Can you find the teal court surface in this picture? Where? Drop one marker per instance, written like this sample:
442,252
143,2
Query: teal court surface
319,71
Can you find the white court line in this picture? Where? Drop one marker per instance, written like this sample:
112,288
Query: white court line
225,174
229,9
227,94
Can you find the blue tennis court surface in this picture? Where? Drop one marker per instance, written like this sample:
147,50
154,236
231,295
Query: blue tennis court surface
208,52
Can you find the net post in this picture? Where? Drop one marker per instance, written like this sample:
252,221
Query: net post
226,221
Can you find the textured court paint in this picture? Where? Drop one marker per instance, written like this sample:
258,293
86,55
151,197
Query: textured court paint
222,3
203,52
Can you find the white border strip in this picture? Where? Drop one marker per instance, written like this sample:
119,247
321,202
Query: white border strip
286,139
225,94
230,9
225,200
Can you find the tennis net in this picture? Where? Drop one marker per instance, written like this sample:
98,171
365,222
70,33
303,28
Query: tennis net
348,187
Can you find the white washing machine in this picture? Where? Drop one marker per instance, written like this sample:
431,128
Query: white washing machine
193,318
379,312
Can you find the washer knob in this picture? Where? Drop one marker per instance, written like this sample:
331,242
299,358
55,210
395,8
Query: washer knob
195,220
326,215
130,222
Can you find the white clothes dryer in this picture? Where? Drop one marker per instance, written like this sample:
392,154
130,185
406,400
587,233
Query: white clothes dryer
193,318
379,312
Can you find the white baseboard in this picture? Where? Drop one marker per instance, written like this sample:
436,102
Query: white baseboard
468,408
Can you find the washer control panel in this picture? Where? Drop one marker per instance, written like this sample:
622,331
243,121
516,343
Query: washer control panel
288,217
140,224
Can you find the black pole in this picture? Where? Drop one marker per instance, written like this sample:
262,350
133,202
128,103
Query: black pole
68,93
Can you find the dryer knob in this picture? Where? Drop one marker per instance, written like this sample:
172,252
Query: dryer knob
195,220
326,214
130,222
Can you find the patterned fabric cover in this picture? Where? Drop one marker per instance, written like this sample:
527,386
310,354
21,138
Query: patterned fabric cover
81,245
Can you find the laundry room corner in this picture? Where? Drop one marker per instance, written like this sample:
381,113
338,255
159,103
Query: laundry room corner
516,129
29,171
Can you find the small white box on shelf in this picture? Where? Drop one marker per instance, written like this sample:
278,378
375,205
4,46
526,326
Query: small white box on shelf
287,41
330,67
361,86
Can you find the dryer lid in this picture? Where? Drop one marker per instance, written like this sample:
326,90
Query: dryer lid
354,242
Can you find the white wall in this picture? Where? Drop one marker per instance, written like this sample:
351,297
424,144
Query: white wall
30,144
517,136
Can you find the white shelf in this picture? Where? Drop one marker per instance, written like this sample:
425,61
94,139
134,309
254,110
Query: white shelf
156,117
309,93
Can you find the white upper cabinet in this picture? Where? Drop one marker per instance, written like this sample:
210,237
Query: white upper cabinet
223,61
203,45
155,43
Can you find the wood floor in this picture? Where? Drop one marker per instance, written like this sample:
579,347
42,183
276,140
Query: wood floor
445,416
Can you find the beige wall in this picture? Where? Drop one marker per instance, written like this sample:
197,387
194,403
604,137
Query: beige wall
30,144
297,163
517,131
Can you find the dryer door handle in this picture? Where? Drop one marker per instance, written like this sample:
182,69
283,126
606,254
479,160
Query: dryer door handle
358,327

───

[TRY IT] Every entry above must be returned word for word.

[YOUR SOLUTION]
Can you find the teal court surface in this picture? Where? Drop one marker per instance, written like this sample:
442,252
143,2
Query: teal court surface
319,71
Can you find the white court line in this picture? Where? Drop one marker per instance, written like this sample:
112,288
Query: white court line
225,174
229,9
227,94
Can you find the blue tennis court surface in this picture? Where? Drop one marker per instance, written like this sample:
147,50
154,236
231,295
Query: blue tennis court surface
208,52
Can you find the net post in this picture? Where? Drop one marker per instance, written like this sample:
252,221
Query: net post
226,221
Can you find the textured court paint in this picture? Where? Drop one marker per instance, written like this sample:
258,293
86,55
151,197
Query: textured court paint
222,3
203,52
Can you find the white border strip in this picture? Where? Drop one marker per instance, written like this sample:
119,247
321,202
Query: white border strip
286,139
225,94
230,9
225,200
Can you find the tennis net in this picture? Where? Drop one marker per instance, written like this sample:
98,171
365,222
70,33
303,28
Query: tennis net
348,187
Can you find the white washing machine in this picture? Where? Drop one marker per instance, written like this sample:
431,128
Query: white washing machine
193,318
379,312
Can you find the washer knob in this picture? Where? Drop one marker per instance, written like this sample:
331,242
299,358
55,210
395,8
Query: washer knob
195,220
326,215
130,222
Can you find the white clothes dryer in this picture? Where? Drop one marker per instance, written like this sample:
392,154
130,185
406,400
587,233
Query: white clothes dryer
193,318
379,312
Can you find the white baseboard in this picture? Where? Drop one marker per instance, written like this sample:
436,102
Query: white baseboard
468,408
Can you find the washer control panel in this picture? Where? Drop one marker per instance, written like this sample:
622,331
243,121
516,343
Query: washer control panel
288,217
140,224
Can you find the black pole in this picture? Where? Drop one marker per instance, written like this sample:
262,350
133,202
128,103
Query: black pole
68,93
Can you find the dryer knob in this picture? Where? Drop one marker per instance, written like this sample:
172,252
Query: dryer knob
195,220
326,214
130,222
Can you find the patterned fabric cover in this picture? Where? Drop one marker per instance, written like this sample:
527,386
310,354
21,138
Query: patterned fabric cover
81,245
Can you find the laundry room corner in this picture? Where? Drop one marker per instance, written like this sample:
381,113
338,255
159,103
Query: laundry room corner
516,129
29,171
Can you find the small white box on shelf in this picture? Where? Drop one marker per instance, written like this sample:
278,378
375,205
4,46
526,326
Query: small white box on shelf
287,41
330,67
361,86
Can you find the dryer lid in this picture? Where? Drop one marker per instance, written like this sample:
326,90
Query: dryer lid
354,242
Can you find the white wall in this picture? Where? Drop one marker per instance, written like this sample:
351,297
424,144
Query: white wall
30,144
517,136
Can you find the white shelf in this picture? Where? Drop one marker per instance, written like this sample:
425,61
94,139
134,309
254,110
Query: white shelf
156,117
309,93
Can you find the white upper cabinet in this picture? Where? Drop one marker per instance, written like this sample:
210,237
Query: white upper cabinet
223,61
203,45
155,43
Can you find the wood floor in this picture? Where? Drop one marker per instance, written like this sample:
579,347
42,183
276,140
Query: wood floor
445,416
Can you find the beige wall in this picture? Where? Drop one marker per instance, written like this sample:
197,387
194,403
604,137
Query: beige wall
30,144
297,163
517,131
Can you find the dryer door handle in this picture? Where? Drop one marker per instance, written like this sample:
182,69
283,126
606,254
479,160
Query: dryer door handle
358,327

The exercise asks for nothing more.